Nothing but the records, transcribed exactly, should appear in the answer; leave the pictures out.
- - - - -
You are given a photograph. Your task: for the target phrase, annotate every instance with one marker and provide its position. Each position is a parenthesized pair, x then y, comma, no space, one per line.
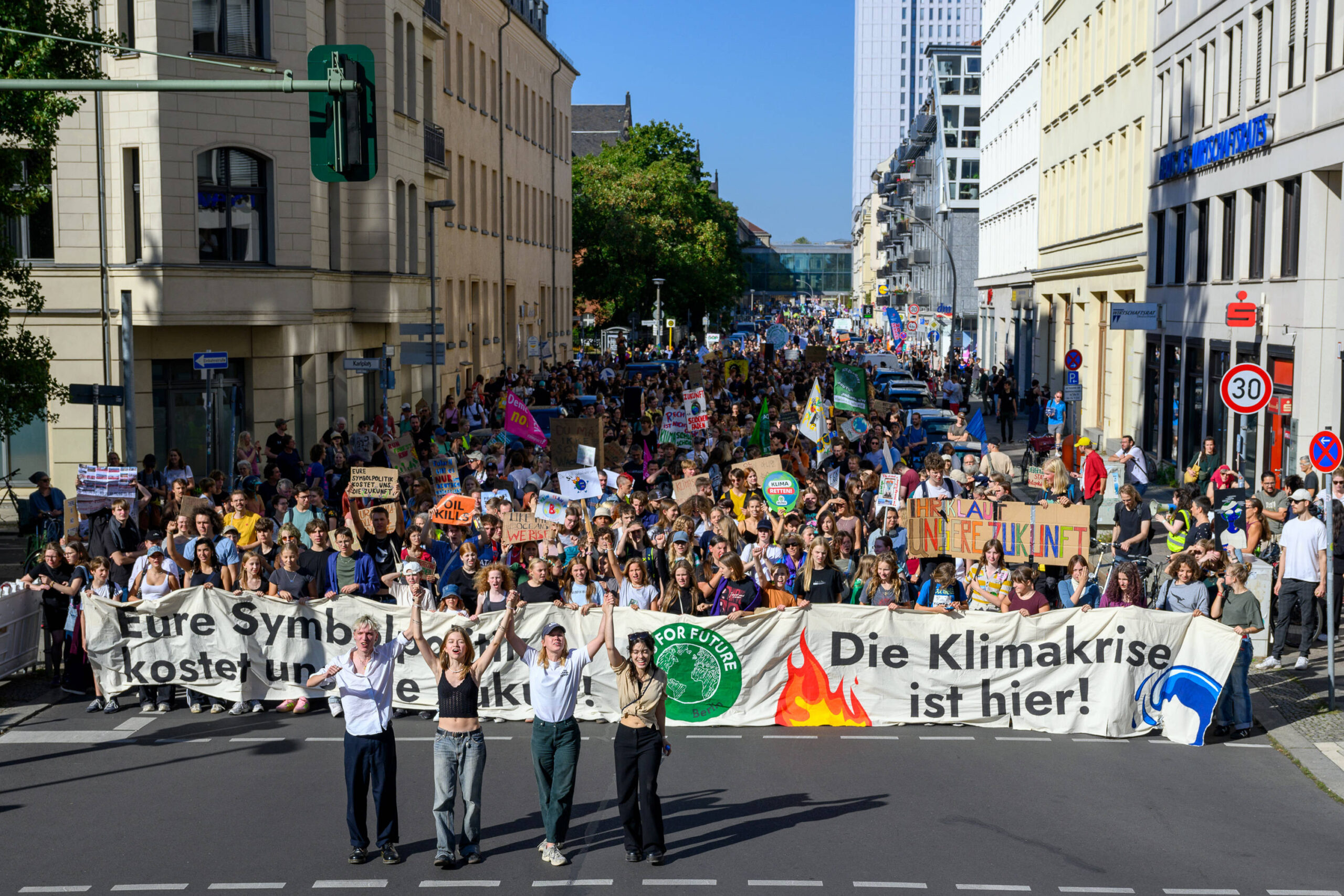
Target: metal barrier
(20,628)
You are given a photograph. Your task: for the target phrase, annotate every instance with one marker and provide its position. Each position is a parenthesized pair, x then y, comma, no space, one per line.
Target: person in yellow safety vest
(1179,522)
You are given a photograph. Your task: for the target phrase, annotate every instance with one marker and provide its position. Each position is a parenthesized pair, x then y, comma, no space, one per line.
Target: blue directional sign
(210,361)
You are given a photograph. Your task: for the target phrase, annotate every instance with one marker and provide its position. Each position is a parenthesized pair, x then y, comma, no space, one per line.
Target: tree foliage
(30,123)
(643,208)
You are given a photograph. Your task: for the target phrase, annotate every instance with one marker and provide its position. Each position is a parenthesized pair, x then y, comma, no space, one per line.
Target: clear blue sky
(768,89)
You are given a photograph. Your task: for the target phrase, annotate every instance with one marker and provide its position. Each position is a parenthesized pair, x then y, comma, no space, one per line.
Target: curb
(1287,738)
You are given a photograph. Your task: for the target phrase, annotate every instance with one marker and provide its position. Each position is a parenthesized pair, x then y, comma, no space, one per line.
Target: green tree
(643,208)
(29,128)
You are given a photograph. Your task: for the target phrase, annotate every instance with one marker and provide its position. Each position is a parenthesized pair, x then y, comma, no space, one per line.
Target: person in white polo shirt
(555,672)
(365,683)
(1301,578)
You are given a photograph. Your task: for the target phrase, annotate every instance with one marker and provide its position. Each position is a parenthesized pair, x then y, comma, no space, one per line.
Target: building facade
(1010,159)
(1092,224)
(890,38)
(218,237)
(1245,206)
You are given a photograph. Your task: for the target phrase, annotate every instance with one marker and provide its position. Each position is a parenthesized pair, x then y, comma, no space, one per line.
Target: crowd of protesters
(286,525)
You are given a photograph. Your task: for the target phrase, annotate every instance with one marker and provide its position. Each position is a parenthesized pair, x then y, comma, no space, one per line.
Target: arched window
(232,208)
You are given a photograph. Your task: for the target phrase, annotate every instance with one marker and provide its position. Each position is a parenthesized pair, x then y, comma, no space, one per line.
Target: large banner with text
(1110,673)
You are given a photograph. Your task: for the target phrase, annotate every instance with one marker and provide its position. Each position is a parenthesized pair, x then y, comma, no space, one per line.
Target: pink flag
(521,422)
- - - - -
**TASK OUTPUT**.
You are given a photograph. Your task: for the target phrase, annotate every instance with one marker and provide its position. Each position is a parenthesized pair, x then y, comma, no space, one per line.
Target: metal barrier
(20,628)
You are given a photograph. Your task: for the target phrase, annotate every instance with one marker and provide its position. Each position is a parenthesized pair, x then y, comma, no space, one per line.
Target: person in yellow safety vest
(1179,522)
You are given a photograph. Your task: for the target phrase, annotate every instance with one marker and provide its position. Each position is a parenthesized pair, x then y, comma, no space, one per line.
Target: blue directional sign
(210,361)
You are given a photograph. Your task: for the target phrase, annotate every instance with one marker and provide its position. Each position is a parenthesized pair, x then y, comma, no space, one per line.
Target: tree foliage
(30,123)
(643,208)
You are given a photograph. Your task: for the target phrase, annotate every instance with one marker and provide its position. Each position is a parenthesized pair, x then y, comma, no space, one per line.
Target: clear blue sky
(768,89)
You are given a photograph. Your task: for the target phrase, annotate every instance with one marker and provide its position. Each position is a parenthesized pair, x then y, comma, no space, one per line.
Target: curb
(1287,738)
You are given a photograph. Your task: for the target phrase, annotate every instance with one marker and provide its position. Each position is a parenthesized pair, x then y, comma, no space, one per line.
Target: green tree
(643,208)
(29,128)
You are given a photograph. Your task: for the target phrase, annotate every instance with one marker and provide its position. Each position is a parenthesized pair, x then y, comma, no space, one per line.
Target: person in white polo shirt
(555,672)
(365,683)
(1301,578)
You are given a photograph. Your task: for the target phrase, annotate every instance with one marker and provide its position. Each position is a parenthesized pair, x then y, comma, no space, one per line.
Target: building facade
(1010,159)
(1092,224)
(890,38)
(218,237)
(1245,206)
You are given a photograph. Your task: for the target phrase, annotate every instance with one marker and provide its position. Each position is a parenthesized pair, x then y, comma, no space, one per line.
Target: crowd of protesters
(286,525)
You are given a photograph. Your task: for the target phrase, annotate every instance with one marker and provide its position. Each position is a parenthesized pair, x then y, comma, no space, one per line.
Target: arched window
(232,208)
You are given a photograph. Your task: for the target phrase, annotate every instance with one marker and provide its position. Each position is a parenthesized pair, x then y, comma, no space, one per line.
Target: large banner with text
(1110,673)
You are given a photograph. Your task: for the target phrase, annotate every instance with one marker and provide its position. Each position is a parenthesized pair, x then y, comma, no space, one per line.
Target: pink flag
(521,422)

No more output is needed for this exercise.